Information supplied>
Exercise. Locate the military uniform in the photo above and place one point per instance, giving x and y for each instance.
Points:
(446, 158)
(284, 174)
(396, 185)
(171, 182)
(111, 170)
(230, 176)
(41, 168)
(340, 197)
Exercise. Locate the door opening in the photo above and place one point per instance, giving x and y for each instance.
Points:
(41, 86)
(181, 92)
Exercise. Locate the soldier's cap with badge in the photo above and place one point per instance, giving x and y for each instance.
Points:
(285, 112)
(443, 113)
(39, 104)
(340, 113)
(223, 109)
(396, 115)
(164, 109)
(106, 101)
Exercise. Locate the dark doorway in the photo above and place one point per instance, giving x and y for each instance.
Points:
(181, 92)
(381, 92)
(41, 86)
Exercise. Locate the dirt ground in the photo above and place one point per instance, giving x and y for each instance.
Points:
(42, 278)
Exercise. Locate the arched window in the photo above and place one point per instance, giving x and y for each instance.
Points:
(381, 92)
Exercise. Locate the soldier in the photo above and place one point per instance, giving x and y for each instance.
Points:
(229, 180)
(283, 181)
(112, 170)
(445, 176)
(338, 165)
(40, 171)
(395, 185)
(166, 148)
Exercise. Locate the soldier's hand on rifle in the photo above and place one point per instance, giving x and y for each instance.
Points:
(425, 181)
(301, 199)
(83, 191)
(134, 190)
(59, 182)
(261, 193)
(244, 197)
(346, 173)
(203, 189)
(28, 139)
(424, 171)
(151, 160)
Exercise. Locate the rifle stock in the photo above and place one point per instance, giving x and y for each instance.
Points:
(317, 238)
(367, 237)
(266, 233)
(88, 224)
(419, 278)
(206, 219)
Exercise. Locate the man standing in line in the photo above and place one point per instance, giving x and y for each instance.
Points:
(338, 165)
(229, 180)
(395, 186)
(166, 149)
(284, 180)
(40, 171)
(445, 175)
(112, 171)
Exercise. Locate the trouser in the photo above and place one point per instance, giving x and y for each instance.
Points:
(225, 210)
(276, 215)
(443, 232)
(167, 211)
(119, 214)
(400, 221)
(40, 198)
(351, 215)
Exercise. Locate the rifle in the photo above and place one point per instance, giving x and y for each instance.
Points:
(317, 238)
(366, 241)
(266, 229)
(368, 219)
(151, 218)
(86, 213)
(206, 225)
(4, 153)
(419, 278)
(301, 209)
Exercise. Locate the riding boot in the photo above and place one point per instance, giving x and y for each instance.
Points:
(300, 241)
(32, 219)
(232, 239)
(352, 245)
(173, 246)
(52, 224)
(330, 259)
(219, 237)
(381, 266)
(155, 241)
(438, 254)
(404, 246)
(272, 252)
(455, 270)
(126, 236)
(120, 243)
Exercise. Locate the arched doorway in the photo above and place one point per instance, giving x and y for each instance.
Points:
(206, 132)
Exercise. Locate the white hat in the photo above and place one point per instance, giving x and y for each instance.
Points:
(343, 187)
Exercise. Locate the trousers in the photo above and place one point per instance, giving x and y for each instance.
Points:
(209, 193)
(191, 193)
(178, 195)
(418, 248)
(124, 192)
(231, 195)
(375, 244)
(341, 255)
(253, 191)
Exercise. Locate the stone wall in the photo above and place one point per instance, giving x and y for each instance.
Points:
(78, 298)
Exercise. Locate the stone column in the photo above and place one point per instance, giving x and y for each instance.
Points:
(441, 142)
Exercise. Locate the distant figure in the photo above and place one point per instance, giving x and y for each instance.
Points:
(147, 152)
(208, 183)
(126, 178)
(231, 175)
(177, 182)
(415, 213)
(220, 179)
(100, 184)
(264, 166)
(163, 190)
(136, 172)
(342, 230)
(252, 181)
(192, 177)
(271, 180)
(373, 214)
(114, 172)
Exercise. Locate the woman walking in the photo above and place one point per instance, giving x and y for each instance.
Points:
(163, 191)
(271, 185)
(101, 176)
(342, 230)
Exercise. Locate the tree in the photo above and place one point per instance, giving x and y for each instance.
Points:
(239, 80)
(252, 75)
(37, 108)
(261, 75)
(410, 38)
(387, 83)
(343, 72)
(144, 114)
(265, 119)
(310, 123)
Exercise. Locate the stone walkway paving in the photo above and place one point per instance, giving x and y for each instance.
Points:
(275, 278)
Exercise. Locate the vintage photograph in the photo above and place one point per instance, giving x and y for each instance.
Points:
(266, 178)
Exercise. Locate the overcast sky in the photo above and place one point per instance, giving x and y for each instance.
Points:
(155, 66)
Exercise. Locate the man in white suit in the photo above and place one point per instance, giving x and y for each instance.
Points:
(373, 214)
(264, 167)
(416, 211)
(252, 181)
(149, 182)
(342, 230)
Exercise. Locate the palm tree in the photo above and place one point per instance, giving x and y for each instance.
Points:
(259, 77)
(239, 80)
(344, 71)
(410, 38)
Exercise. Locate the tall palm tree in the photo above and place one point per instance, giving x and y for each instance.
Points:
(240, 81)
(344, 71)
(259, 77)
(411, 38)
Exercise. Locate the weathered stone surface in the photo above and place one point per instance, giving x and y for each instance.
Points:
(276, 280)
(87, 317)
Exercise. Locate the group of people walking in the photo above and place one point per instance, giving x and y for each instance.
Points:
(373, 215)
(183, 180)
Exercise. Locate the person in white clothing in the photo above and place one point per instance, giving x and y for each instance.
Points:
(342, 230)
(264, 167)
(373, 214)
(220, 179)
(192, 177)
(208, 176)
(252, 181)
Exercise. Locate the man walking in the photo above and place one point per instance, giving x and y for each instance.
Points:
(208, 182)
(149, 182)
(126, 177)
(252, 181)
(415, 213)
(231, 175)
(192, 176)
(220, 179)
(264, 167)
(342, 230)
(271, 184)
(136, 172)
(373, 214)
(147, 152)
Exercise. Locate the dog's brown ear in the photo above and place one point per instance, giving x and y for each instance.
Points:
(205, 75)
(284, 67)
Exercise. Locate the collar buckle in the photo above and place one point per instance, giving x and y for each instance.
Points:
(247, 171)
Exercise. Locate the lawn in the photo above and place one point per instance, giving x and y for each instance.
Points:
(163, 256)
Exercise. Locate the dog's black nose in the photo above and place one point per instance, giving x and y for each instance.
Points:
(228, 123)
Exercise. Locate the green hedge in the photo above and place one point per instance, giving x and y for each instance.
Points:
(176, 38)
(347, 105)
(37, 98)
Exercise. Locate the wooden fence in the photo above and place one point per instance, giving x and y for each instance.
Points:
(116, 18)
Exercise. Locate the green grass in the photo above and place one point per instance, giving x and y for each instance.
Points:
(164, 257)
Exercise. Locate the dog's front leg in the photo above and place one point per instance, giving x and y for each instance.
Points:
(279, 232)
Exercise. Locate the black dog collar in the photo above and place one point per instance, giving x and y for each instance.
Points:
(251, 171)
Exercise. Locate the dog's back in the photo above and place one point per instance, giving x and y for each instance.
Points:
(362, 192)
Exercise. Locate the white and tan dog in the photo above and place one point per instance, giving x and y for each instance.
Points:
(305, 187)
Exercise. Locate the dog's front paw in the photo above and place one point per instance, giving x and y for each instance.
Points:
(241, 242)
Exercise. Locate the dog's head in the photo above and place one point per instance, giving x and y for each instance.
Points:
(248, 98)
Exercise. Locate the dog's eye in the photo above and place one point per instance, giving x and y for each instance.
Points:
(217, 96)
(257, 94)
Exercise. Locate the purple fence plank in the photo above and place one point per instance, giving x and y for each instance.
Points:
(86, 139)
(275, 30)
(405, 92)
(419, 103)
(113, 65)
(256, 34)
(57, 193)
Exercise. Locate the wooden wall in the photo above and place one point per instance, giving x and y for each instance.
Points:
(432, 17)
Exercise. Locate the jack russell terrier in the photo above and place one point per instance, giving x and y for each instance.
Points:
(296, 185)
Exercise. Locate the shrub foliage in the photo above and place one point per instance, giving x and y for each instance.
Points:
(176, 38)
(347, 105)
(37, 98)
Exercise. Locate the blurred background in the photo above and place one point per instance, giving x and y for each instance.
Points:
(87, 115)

Problem to solve> Each line that holds the string "collar" is to be copied from the entries above.

Task response>
Exercise. Locate the collar buckle in the photo above and place one point per instance, giving x and y for each instance.
Exercise. Locate the black dog collar in the photo above and place one point per instance, giving x and y for each instance.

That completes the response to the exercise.